**Try it:** Please filter the data down to the lines that include the word "siding" and copy them.

Data items
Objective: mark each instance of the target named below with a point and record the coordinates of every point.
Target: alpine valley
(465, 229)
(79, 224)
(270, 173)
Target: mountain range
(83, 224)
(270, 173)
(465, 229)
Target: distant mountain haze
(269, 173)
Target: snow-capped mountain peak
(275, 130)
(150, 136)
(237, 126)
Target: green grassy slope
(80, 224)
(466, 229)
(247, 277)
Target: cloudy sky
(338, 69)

--

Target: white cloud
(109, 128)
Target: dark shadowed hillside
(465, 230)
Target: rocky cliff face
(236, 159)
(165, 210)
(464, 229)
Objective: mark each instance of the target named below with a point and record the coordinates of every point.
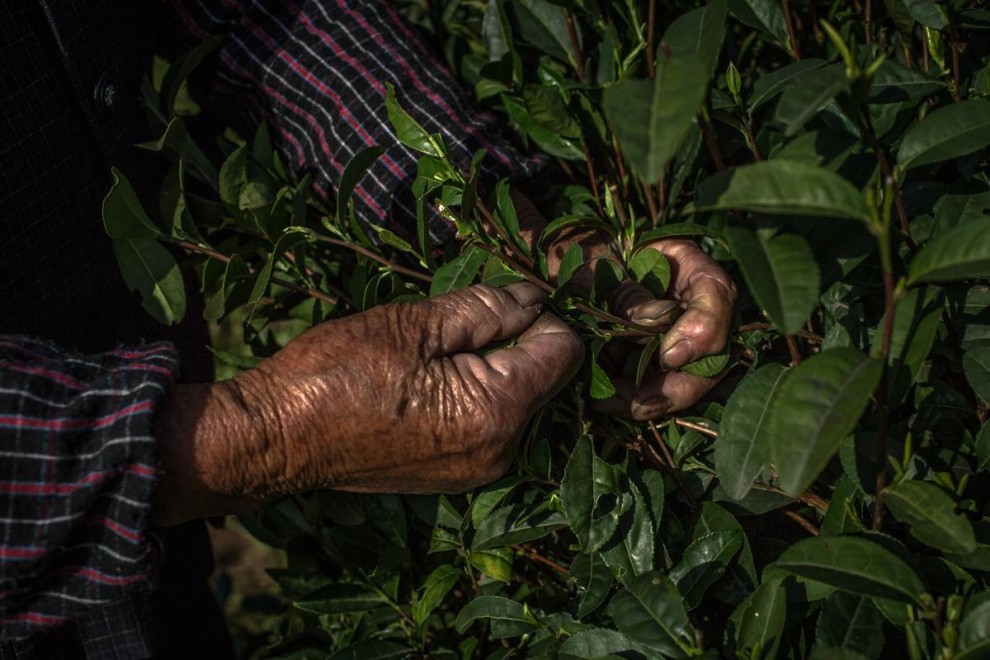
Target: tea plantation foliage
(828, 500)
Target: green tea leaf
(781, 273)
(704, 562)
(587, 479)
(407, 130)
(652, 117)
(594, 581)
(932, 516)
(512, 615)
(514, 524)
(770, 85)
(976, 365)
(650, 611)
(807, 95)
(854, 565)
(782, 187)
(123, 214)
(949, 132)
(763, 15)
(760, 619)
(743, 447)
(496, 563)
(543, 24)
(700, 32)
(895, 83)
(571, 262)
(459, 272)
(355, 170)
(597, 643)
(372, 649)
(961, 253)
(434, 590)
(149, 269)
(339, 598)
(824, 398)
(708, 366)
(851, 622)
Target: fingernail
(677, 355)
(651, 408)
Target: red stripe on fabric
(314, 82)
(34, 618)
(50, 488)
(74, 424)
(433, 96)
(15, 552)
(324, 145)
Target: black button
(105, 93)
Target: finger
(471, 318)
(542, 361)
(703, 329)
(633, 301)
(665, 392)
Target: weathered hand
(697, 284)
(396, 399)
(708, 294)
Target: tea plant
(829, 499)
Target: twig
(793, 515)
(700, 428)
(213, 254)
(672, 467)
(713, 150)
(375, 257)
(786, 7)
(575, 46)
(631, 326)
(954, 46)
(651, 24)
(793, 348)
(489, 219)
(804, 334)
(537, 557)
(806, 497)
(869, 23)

--

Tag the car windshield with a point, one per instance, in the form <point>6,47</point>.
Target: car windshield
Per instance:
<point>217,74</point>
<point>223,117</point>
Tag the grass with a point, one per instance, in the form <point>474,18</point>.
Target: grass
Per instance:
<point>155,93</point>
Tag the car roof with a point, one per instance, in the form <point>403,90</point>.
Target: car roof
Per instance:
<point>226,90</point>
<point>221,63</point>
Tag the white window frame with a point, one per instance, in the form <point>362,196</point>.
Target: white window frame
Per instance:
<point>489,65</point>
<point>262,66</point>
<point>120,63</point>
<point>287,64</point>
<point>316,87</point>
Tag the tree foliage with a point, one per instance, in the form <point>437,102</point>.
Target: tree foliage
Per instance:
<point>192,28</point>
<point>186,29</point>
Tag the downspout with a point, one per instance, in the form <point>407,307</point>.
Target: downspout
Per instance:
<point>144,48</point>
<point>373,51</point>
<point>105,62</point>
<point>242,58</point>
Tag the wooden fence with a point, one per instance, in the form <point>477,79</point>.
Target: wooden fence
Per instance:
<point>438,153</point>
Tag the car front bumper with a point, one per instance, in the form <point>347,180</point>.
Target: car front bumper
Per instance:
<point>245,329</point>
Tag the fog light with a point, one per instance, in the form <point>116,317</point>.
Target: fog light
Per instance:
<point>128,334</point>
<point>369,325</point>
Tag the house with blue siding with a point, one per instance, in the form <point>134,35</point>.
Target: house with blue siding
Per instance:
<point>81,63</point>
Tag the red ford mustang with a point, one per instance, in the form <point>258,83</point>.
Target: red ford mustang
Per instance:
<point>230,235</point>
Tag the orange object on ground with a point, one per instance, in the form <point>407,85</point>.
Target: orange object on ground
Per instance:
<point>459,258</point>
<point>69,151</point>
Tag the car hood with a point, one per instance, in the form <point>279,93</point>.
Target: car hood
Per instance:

**Worked solution:**
Tag the house with blue siding with a point, one per instance, in the form <point>134,35</point>.
Target: house with blue siding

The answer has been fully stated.